PROMPT 1: Reproduce word for word the stretch of the notes on post-pandemic resilience from "On justice and" through "1 May 2020.".
PROMPT 2: Pick up the notes on post-pandemic resilience after their final sentence and carry them on.

SUPPLIED TEXT:
--- START ---
On justice and equality as contributors to post-pandemic resilience


20200501 Post Event Notes / Saturday, May 2nd, 2020

DONALD LOW

An annotated bibliography for readers who want to go deeper into these public policy issues, discussed at the webinar on “Beyond the Pandemic”, 1 May 2020.

I spoke about the importance of resilience in an interconnected, interdependent world that will face more collective action problems, how we have become market societies that valorise market-based efficiency as the main metric of good policies, and how, after the pandemic, considerations of justice and equality have to be given greater weightage in public policy.

1.                   On resilience, the sustainable use of the global commons (e.g. global public health, climate change mitigation, environmental resources), and the institutions or rules that are needed to govern them, Elinor Ostrom’s Governing the Commons: The Evolution of Institutions for Collective Action is one of the canonical texts. A summary of Ostrom’s pioneering work can be found at The Only Woman to Win the Nobel Prize in Economics Also Debunked the Orthodoxy by David Bollier.

2.                   I highlighted the parallels between a pandemic and climate change, as problems of the global commons that we systemically under-estimate and under-prepare for, in Covid-19 and Climate Change have a lot more in common than you think, published by TODAY.

3.                   On how we have become not just market economies, but also market societies that valorise efficiency: the Harvard philosopher Michael Sandel’s What Money Can’t Buy: The Moral Limits of Markets is a powerful critique of the marketisation and privatisation of things that we used to consider social or public. A summary of the book can be found at The Atlantic.
--- END ---
EXCERPTED DATA:
--- START ---
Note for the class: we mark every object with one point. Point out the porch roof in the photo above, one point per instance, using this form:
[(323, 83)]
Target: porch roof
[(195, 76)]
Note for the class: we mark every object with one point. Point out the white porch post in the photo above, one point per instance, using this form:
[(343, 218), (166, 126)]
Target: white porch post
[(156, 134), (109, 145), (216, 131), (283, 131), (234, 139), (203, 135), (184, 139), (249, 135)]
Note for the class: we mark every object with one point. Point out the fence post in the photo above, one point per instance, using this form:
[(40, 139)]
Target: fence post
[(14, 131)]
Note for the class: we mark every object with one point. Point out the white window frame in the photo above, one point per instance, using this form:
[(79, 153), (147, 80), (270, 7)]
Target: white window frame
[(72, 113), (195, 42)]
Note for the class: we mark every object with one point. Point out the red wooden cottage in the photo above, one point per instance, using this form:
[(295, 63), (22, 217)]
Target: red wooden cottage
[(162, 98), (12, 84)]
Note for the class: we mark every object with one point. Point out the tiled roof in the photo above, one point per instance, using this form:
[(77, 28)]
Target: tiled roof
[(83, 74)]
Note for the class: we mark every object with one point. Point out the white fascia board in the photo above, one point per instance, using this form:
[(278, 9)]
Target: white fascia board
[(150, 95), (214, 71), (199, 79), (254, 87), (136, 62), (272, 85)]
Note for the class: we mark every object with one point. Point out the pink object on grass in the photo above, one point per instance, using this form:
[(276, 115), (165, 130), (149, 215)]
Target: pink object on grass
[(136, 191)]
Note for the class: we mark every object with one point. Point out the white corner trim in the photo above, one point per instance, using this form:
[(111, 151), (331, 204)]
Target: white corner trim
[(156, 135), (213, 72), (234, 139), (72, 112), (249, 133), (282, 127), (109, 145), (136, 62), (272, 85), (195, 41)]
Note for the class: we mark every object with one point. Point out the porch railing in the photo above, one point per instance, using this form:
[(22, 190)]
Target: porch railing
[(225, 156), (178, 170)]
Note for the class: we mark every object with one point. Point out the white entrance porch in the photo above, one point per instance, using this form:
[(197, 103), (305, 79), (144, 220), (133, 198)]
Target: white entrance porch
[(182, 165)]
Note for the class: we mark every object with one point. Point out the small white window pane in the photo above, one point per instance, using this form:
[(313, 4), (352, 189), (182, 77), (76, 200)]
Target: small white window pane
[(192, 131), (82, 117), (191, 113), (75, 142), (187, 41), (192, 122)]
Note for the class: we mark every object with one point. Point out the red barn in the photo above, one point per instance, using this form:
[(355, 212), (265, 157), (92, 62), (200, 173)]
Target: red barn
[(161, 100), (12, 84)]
--- END ---
--- START ---
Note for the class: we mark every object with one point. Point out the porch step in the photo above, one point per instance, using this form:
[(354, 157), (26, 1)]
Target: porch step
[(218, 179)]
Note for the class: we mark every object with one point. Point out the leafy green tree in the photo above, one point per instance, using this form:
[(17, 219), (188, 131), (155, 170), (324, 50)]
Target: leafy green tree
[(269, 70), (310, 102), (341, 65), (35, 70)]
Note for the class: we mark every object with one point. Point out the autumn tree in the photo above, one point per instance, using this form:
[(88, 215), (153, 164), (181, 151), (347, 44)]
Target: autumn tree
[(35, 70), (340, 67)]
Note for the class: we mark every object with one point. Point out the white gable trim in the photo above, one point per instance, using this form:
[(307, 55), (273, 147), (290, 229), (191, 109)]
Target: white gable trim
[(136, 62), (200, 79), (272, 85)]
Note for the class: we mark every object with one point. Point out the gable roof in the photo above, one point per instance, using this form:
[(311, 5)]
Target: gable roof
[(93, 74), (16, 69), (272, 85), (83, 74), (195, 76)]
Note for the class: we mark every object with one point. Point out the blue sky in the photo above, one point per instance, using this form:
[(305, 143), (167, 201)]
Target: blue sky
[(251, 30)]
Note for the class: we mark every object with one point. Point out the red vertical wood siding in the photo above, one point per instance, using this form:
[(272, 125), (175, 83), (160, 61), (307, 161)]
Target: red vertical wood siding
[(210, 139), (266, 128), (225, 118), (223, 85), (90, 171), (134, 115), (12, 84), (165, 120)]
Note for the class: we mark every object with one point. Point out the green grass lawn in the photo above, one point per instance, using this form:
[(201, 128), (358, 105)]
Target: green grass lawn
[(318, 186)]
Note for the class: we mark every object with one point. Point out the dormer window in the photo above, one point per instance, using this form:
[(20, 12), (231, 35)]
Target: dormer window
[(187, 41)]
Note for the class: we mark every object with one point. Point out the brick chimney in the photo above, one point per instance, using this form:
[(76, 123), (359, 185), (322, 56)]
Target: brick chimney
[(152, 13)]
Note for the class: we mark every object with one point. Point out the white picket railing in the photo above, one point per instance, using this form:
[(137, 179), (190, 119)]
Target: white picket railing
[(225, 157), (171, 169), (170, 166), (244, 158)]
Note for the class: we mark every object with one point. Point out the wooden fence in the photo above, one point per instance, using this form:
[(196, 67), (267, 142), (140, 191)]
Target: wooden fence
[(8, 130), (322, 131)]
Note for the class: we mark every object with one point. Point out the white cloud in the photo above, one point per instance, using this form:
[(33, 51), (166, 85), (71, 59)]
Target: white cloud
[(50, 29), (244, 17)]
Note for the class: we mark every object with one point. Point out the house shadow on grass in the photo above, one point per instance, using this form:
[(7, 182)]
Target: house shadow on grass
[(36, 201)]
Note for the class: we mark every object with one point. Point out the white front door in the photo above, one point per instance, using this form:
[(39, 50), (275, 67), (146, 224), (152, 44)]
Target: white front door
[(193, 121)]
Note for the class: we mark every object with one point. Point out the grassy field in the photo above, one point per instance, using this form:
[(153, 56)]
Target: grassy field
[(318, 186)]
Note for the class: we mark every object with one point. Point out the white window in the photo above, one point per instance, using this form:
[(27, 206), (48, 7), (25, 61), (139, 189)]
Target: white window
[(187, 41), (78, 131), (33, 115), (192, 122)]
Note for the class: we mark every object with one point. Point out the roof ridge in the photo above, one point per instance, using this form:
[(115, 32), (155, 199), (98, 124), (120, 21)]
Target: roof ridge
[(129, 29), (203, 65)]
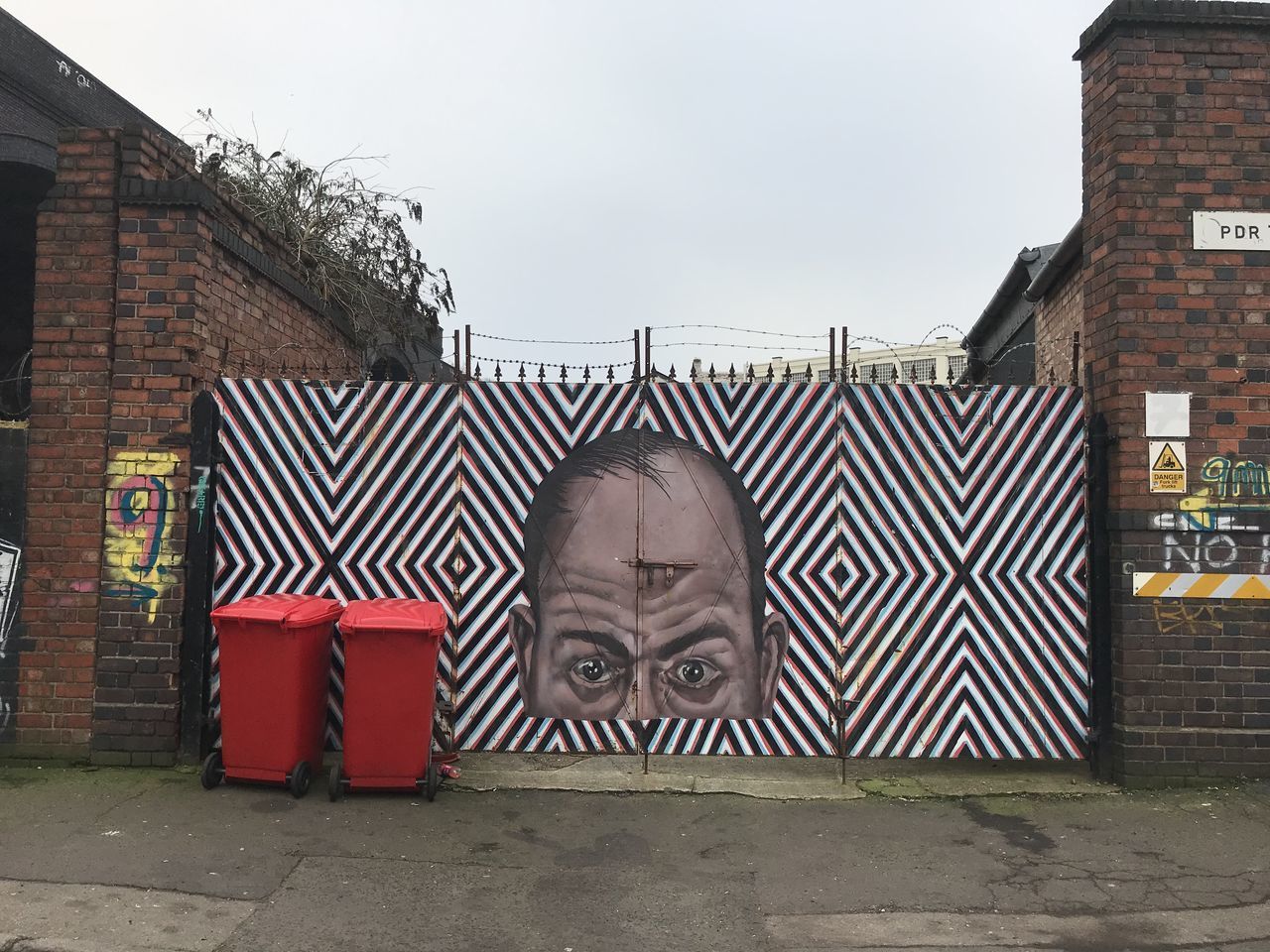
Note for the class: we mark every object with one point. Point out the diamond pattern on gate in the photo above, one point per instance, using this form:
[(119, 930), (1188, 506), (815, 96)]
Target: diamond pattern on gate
--- END ---
EXERCISE RESULT 1:
On justice and equality as contributors to post-pandemic resilience


20200501 Post Event Notes / Saturday, May 2nd, 2020

DONALD LOW

An annotated bibliography for readers who want to go deeper into these public policy issues, discussed at the webinar on “Beyond the Pandemic”, 1 May 2020.

EXERCISE RESULT 2:
4.                   I argue that efficiency needs to be balanced with considerations of resilience and justice in Beyond the pandemic: efficiency, resilience, justice, published by Academia.sg.

5.                   On the balance between a strong state and a strong society, The Narrow Corridor: States, Societies, and the Fate of Liberty by Daron Acemoglu and James A. Robinson should remind us why Singapore cannot just rely on a strong government. The Financial Times’ Martin Wolf wrote an excellent review of the book here.

6.                   I referred to the idea of a narrow corridor between a strong, dominant state on the one hand, and on the other, a strong society capable of constraining the state’s excesses and correcting for its failures, in Managing the coronavirus crisisdrawing the right lessons, published by Academia.sg and the South China Morning Post.  

7.                   Finally, I suggest a five-step plan for exiting the lockdowns and argue for a rethink of our overly networked world, in The coronavirus has shown us the global economic system is no longer fit for purpose, published by the South China Morning Post.